▶ _TASK DETAILS_
Present every line of the listing below as a numbered list, skipping the blank lines.

- - -

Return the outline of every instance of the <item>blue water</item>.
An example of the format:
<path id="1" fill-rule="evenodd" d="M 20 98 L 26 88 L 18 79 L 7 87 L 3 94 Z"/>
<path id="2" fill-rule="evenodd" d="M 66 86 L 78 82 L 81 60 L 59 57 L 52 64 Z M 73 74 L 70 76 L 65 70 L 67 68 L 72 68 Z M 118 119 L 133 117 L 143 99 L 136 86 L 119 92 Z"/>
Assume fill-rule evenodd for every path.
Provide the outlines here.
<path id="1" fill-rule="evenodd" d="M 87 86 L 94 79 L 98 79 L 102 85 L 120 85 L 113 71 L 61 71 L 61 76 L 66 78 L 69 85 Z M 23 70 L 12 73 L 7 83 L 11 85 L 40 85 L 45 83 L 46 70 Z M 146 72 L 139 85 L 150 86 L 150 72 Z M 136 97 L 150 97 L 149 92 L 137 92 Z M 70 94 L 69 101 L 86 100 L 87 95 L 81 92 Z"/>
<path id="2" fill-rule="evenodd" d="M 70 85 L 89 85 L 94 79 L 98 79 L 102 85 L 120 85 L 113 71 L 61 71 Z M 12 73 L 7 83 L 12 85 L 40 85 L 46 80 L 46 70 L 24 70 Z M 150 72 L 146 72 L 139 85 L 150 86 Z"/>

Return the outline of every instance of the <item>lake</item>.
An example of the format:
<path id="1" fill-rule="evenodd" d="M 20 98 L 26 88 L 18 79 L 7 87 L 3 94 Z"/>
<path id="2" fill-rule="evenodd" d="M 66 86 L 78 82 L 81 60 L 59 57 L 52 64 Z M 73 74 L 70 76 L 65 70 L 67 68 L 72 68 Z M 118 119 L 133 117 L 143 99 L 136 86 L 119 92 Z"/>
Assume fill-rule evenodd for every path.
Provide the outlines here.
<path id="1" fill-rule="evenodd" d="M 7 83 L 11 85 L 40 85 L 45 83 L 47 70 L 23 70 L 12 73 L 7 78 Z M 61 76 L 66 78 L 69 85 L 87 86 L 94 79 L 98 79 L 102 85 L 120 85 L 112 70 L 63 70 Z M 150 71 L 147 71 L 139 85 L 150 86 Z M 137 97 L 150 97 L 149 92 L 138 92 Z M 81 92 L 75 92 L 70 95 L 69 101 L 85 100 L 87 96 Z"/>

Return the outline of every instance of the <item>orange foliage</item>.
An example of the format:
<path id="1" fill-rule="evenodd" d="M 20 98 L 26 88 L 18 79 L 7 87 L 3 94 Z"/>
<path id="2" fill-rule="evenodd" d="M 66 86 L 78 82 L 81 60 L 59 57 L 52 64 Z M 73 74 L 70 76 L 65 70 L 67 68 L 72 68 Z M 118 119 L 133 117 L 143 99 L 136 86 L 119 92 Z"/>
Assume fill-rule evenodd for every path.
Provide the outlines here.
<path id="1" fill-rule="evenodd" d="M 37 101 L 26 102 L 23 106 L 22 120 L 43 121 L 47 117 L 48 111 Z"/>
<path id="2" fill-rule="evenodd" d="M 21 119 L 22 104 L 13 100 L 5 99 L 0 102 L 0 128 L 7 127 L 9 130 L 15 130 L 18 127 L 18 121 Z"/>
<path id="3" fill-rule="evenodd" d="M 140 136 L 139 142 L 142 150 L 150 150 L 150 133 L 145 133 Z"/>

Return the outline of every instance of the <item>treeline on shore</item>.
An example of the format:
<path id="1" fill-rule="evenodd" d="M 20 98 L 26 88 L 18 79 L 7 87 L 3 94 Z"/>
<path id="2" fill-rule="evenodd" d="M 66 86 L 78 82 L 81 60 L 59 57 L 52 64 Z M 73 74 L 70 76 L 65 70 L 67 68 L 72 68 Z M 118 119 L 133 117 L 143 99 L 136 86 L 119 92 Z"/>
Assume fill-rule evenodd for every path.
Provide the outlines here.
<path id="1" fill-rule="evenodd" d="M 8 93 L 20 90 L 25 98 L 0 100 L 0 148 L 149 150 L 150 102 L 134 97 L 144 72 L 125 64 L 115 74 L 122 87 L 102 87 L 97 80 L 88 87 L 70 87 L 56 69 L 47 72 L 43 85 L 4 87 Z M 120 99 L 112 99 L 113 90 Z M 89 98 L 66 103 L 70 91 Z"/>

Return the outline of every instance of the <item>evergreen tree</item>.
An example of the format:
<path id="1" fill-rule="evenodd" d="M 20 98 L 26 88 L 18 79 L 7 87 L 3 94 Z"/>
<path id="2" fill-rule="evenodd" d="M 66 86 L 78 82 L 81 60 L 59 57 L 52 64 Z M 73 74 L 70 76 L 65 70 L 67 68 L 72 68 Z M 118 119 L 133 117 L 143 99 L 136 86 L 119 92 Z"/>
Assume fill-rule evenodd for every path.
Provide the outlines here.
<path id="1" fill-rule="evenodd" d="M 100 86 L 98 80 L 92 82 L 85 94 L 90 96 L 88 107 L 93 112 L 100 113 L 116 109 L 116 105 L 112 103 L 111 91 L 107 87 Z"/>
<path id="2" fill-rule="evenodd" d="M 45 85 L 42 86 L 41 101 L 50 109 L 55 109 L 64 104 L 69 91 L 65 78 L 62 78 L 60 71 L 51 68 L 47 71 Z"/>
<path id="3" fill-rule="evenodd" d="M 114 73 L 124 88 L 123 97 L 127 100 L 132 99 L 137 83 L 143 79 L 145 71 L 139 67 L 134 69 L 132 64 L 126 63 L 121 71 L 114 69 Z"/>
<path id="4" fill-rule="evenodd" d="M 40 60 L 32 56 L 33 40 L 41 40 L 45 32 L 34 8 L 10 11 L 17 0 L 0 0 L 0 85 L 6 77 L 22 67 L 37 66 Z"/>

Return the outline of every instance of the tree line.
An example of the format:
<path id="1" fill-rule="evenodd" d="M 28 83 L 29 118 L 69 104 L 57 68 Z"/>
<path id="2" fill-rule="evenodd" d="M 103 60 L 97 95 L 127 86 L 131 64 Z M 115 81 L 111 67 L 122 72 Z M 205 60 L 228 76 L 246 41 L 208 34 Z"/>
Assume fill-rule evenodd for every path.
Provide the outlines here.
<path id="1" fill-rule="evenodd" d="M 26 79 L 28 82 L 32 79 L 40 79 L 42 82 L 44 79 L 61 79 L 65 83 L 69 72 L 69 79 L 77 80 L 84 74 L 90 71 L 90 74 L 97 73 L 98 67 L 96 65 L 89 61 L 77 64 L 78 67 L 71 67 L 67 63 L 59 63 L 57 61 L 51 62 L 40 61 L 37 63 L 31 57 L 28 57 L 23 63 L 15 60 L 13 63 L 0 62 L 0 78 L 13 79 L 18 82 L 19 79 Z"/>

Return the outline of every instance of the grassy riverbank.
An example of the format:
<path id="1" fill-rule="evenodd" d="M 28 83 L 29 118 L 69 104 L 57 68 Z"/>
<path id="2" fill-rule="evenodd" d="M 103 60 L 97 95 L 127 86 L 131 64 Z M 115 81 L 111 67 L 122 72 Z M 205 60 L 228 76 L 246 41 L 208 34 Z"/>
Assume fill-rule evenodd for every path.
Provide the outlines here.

- - -

▶ _RESPONSE TO THIS EXERCISE_
1. Return the outline of every instance of the <item>blue water</item>.
2. An example of the format:
3. <path id="1" fill-rule="evenodd" d="M 20 98 L 26 88 L 18 79 L 7 87 L 3 94 Z"/>
4. <path id="2" fill-rule="evenodd" d="M 66 86 L 78 82 L 81 60 L 59 57 L 52 64 Z M 73 74 L 70 76 L 65 70 L 67 68 L 72 68 Z M 118 119 L 133 117 L 143 99 L 136 86 L 119 92 Z"/>
5. Assume fill-rule evenodd for every path.
6. Provide the outlines here.
7. <path id="1" fill-rule="evenodd" d="M 87 86 L 94 79 L 98 79 L 102 85 L 120 85 L 113 71 L 61 71 L 61 76 L 66 78 L 69 85 Z M 23 70 L 12 73 L 7 83 L 11 85 L 40 85 L 45 83 L 46 70 Z M 146 72 L 139 85 L 150 86 L 150 72 Z M 136 97 L 150 97 L 149 92 L 137 92 Z M 70 94 L 69 101 L 86 100 L 87 95 L 81 92 Z"/>
8. <path id="2" fill-rule="evenodd" d="M 70 85 L 89 85 L 94 79 L 98 79 L 102 85 L 120 85 L 113 71 L 61 71 Z M 12 73 L 7 83 L 12 85 L 40 85 L 46 80 L 46 70 L 24 70 Z M 150 72 L 146 72 L 139 85 L 150 86 Z"/>
9. Return the outline of every instance of the <item>lake</item>.
10. An example of the format:
11. <path id="1" fill-rule="evenodd" d="M 20 98 L 26 88 L 18 79 L 7 87 L 3 94 Z"/>
12. <path id="2" fill-rule="evenodd" d="M 66 86 L 78 82 L 81 60 L 59 57 L 52 64 Z M 73 74 L 70 76 L 65 70 L 67 68 L 72 68 Z M 118 119 L 133 117 L 143 99 L 136 86 L 119 92 Z"/>
13. Assume fill-rule evenodd for every path.
14. Provide the outlines here.
15. <path id="1" fill-rule="evenodd" d="M 7 83 L 11 85 L 40 85 L 45 83 L 47 70 L 23 70 L 12 73 L 7 78 Z M 61 76 L 66 78 L 69 85 L 87 86 L 94 79 L 98 79 L 102 85 L 120 85 L 112 70 L 63 70 Z M 150 71 L 147 71 L 139 85 L 150 86 Z M 137 97 L 150 97 L 149 92 L 138 92 Z M 81 92 L 75 92 L 70 95 L 69 101 L 85 100 L 87 96 Z"/>
16. Return the outline of every instance of the <item>orange foliage</item>.
17. An example of the format:
18. <path id="1" fill-rule="evenodd" d="M 20 98 L 26 88 L 18 79 L 7 87 L 3 94 Z"/>
19. <path id="2" fill-rule="evenodd" d="M 66 86 L 78 82 L 81 60 L 59 57 L 52 64 Z M 73 74 L 70 76 L 65 70 L 67 68 L 72 68 Z M 118 119 L 133 117 L 143 99 L 136 86 L 119 92 Z"/>
20. Assume fill-rule evenodd for every path.
21. Provide the outlines here.
22. <path id="1" fill-rule="evenodd" d="M 37 101 L 26 102 L 23 106 L 22 120 L 43 121 L 47 117 L 48 111 Z"/>
23. <path id="2" fill-rule="evenodd" d="M 21 119 L 22 104 L 13 100 L 5 99 L 0 102 L 0 128 L 7 127 L 9 130 L 15 130 L 18 127 L 18 121 Z"/>
24. <path id="3" fill-rule="evenodd" d="M 140 136 L 139 142 L 142 150 L 150 150 L 150 133 L 145 133 Z"/>
25. Return the outline of every instance of the <item>treeline on shore</item>.
26. An example of the format:
27. <path id="1" fill-rule="evenodd" d="M 20 98 L 26 88 L 18 79 L 7 87 L 3 94 Z"/>
28. <path id="2" fill-rule="evenodd" d="M 66 86 L 78 82 L 81 60 L 59 57 L 52 64 Z M 73 74 L 70 76 L 65 70 L 67 68 L 72 68 Z M 118 119 L 133 117 L 143 99 L 136 86 L 119 92 Z"/>
29. Assume fill-rule evenodd for every path.
30. Provide the outlines here.
31. <path id="1" fill-rule="evenodd" d="M 8 93 L 20 90 L 25 98 L 0 100 L 0 148 L 149 150 L 150 102 L 134 97 L 144 72 L 125 64 L 115 74 L 122 87 L 102 87 L 97 80 L 88 87 L 70 87 L 56 69 L 47 72 L 43 85 L 4 87 Z M 120 99 L 112 99 L 113 90 Z M 89 98 L 66 103 L 70 91 Z"/>
32. Return the outline of every instance of the <item>evergreen tree</item>.
33. An example of the format:
34. <path id="1" fill-rule="evenodd" d="M 20 98 L 26 88 L 18 79 L 7 87 L 3 94 Z"/>
35. <path id="2" fill-rule="evenodd" d="M 66 86 L 78 82 L 81 60 L 59 57 L 52 64 Z M 73 74 L 70 76 L 65 70 L 67 68 L 72 68 Z M 118 119 L 133 117 L 143 99 L 136 86 L 119 92 Z"/>
36. Assume fill-rule evenodd for every path.
37. Provide the outlines here.
38. <path id="1" fill-rule="evenodd" d="M 100 86 L 98 80 L 92 82 L 85 94 L 90 96 L 88 107 L 93 112 L 100 113 L 116 109 L 116 105 L 112 103 L 111 91 L 107 87 Z"/>
39. <path id="2" fill-rule="evenodd" d="M 45 85 L 42 86 L 41 101 L 50 109 L 55 109 L 64 104 L 69 91 L 65 78 L 62 78 L 60 71 L 51 68 L 47 71 Z"/>
40. <path id="3" fill-rule="evenodd" d="M 114 73 L 124 88 L 123 97 L 127 100 L 132 99 L 137 83 L 143 79 L 145 71 L 139 67 L 134 69 L 132 64 L 126 63 L 121 71 L 114 69 Z"/>
41. <path id="4" fill-rule="evenodd" d="M 40 60 L 32 56 L 33 40 L 41 40 L 45 32 L 34 8 L 10 11 L 17 0 L 0 0 L 0 85 L 6 77 L 22 67 L 37 66 Z"/>
42. Return the outline of every instance of the tree line.
43. An example of the format:
44. <path id="1" fill-rule="evenodd" d="M 28 83 L 29 118 L 69 104 L 57 68 Z"/>
45. <path id="2" fill-rule="evenodd" d="M 103 60 L 97 95 L 127 86 L 131 64 Z M 115 81 L 111 67 L 122 72 Z M 205 60 L 228 76 L 246 41 L 208 34 Z"/>
46. Assume fill-rule evenodd for every path.
47. Provide the outlines here.
48. <path id="1" fill-rule="evenodd" d="M 26 79 L 28 82 L 32 79 L 40 79 L 42 82 L 44 79 L 61 79 L 65 83 L 69 72 L 69 79 L 77 80 L 84 74 L 90 71 L 90 74 L 97 73 L 98 67 L 96 65 L 89 61 L 77 64 L 78 67 L 71 67 L 67 63 L 59 63 L 57 61 L 51 62 L 40 61 L 37 63 L 31 57 L 28 57 L 23 63 L 15 60 L 13 63 L 0 62 L 0 78 L 13 79 L 18 82 L 19 79 Z"/>
49. Return the outline of every instance of the grassy riverbank.
50. An example of the format:
51. <path id="1" fill-rule="evenodd" d="M 28 83 L 29 118 L 69 104 L 57 68 Z"/>
52. <path id="2" fill-rule="evenodd" d="M 103 60 L 97 95 L 127 86 L 131 64 Z M 115 81 L 111 67 L 122 72 Z M 205 60 L 228 76 L 246 41 L 208 34 Z"/>
53. Assume fill-rule evenodd for every path.
54. Provide the outlines here.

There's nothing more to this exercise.